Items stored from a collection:
- - - - -
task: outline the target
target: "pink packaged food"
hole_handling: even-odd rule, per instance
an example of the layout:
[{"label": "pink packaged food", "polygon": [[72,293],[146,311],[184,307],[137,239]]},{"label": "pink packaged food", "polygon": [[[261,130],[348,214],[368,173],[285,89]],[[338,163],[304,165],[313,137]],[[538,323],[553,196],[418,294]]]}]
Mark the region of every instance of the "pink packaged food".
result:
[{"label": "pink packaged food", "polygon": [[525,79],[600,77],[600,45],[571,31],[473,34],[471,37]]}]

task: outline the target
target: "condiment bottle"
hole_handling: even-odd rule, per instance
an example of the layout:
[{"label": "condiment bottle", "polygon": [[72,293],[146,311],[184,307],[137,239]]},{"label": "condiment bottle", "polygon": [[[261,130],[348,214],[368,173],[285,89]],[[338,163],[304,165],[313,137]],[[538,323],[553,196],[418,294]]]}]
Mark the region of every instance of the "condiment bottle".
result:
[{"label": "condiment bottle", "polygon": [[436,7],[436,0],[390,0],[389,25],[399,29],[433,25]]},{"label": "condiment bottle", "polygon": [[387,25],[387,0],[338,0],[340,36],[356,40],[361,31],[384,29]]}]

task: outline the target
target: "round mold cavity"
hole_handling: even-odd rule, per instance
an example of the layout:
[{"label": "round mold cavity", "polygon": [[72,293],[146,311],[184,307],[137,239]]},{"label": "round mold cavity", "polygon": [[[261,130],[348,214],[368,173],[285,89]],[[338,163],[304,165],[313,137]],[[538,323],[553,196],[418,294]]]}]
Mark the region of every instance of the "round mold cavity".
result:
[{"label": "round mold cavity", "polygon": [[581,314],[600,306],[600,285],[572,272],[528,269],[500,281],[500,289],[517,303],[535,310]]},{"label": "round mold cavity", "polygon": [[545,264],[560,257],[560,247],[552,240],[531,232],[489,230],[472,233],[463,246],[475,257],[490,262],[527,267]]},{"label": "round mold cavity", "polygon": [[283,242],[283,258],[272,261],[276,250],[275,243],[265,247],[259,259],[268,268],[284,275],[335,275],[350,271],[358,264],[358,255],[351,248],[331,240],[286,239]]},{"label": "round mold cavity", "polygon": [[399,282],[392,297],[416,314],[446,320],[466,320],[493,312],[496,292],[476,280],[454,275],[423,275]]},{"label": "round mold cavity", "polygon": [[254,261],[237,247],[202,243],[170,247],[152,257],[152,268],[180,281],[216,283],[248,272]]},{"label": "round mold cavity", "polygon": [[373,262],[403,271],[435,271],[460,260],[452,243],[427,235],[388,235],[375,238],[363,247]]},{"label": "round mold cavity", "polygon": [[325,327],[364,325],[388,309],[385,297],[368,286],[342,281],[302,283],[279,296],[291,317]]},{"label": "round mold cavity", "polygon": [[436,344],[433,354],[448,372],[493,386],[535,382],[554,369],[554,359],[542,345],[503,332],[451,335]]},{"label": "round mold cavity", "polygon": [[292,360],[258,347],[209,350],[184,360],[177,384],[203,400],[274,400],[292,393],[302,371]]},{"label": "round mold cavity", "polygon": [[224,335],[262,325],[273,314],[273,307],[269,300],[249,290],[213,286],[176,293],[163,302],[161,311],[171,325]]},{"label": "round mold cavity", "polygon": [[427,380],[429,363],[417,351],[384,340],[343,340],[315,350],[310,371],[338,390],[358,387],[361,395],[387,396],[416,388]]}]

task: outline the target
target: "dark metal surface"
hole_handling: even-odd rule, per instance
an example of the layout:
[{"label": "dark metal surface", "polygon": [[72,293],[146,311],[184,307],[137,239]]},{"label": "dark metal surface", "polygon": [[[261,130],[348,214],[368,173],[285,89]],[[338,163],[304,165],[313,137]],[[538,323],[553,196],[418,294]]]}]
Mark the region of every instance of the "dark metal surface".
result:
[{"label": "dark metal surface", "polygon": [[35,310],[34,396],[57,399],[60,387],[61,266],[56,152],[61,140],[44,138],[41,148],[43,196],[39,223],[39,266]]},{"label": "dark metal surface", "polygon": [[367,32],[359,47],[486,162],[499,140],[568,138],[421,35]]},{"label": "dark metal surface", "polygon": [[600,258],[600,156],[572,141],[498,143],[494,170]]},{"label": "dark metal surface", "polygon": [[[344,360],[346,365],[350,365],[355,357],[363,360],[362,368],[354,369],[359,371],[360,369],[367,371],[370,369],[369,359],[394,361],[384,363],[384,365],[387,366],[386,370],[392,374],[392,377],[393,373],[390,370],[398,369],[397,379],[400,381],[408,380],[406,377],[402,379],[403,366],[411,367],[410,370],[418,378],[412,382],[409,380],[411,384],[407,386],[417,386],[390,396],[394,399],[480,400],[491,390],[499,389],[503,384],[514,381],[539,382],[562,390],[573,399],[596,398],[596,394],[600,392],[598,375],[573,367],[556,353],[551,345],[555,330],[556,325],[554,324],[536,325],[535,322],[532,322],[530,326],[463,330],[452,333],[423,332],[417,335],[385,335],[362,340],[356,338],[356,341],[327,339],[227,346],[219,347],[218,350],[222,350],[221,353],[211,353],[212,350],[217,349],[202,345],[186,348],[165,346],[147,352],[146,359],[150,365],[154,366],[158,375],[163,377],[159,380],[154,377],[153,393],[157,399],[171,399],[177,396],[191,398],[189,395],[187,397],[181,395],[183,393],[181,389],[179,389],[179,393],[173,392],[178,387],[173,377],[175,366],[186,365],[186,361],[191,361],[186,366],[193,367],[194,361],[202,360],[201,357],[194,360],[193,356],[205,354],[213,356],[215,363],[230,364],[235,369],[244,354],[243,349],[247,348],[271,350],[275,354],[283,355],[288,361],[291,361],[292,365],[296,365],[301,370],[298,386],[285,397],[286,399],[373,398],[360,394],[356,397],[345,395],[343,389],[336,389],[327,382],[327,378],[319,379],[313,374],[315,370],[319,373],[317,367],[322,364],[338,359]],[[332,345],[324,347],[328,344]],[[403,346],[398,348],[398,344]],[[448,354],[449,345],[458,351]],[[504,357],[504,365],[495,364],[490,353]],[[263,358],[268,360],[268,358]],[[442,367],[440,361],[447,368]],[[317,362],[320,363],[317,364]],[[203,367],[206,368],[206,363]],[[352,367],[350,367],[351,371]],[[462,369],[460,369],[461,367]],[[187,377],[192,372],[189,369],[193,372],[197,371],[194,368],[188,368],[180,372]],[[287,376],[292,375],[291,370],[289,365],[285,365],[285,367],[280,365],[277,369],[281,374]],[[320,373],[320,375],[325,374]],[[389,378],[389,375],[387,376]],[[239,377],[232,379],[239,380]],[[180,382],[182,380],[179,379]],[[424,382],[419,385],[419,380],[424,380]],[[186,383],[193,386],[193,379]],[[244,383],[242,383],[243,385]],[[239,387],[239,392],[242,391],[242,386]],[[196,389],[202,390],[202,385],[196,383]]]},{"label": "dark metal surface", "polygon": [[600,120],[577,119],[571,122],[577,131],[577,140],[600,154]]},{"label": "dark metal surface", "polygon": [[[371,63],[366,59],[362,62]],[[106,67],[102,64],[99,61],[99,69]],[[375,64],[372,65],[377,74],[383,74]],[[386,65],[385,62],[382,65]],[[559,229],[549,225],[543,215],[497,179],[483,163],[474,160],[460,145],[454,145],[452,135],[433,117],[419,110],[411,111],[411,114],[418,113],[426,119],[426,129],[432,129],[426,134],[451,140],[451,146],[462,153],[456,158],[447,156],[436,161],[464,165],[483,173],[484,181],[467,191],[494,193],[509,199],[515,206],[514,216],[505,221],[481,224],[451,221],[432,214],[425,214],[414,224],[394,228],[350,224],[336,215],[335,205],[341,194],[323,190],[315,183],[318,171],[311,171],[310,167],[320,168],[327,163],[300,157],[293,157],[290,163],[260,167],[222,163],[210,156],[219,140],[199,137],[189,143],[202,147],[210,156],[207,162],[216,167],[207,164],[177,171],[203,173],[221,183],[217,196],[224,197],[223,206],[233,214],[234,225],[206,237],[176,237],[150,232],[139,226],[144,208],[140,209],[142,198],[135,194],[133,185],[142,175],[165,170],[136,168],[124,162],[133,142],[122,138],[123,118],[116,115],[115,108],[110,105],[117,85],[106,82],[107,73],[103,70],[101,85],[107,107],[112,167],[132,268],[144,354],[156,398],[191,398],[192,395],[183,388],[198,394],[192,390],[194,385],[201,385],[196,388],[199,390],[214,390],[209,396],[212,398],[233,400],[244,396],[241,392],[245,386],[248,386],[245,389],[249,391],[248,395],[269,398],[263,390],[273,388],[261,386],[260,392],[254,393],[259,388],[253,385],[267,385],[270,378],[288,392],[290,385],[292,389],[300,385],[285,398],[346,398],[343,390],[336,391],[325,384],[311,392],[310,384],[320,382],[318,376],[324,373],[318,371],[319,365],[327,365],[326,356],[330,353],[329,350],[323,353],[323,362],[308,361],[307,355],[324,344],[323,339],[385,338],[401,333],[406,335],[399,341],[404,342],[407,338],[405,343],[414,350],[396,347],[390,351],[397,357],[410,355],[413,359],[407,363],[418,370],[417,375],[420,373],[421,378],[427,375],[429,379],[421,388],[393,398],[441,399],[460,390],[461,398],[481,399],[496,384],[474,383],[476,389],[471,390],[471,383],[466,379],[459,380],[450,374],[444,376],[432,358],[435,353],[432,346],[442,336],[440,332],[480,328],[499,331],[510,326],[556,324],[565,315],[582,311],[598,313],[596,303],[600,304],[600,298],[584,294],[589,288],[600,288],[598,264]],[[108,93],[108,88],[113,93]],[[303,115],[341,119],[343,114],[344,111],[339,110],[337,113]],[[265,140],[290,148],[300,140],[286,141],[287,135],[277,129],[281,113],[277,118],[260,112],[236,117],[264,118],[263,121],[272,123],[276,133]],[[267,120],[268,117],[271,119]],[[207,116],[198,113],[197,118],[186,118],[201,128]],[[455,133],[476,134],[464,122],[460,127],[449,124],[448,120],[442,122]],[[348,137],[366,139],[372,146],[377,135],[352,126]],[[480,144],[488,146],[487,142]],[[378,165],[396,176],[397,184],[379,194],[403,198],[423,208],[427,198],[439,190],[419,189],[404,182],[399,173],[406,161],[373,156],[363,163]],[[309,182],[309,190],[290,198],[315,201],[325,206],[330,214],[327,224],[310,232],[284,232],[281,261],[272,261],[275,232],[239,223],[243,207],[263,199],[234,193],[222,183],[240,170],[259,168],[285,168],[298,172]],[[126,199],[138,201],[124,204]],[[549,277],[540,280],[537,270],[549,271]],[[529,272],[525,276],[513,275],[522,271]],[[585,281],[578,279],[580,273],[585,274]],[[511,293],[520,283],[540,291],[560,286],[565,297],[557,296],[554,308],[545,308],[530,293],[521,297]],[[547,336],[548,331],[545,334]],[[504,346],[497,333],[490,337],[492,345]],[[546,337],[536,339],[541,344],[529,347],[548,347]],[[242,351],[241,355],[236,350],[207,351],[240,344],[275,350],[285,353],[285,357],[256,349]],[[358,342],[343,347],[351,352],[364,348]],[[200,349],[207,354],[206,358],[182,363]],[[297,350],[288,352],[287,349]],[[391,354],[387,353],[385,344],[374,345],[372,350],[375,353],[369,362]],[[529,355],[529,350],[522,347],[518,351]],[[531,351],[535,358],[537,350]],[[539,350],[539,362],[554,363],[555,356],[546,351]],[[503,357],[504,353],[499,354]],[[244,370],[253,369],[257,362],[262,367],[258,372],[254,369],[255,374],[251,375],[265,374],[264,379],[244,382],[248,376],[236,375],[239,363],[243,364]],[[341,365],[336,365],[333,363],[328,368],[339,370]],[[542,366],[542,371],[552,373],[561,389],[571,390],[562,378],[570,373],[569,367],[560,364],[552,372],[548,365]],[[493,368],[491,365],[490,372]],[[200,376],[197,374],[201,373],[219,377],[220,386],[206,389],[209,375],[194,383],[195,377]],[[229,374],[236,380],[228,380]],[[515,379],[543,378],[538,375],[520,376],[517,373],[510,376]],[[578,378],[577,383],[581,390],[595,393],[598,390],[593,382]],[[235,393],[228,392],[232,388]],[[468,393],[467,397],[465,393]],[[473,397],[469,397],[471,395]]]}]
- - - - -
→ What the task requires: State how many lines of the records contain the word "packaged". Reply with the number alone.

→ Result of the exercise: 4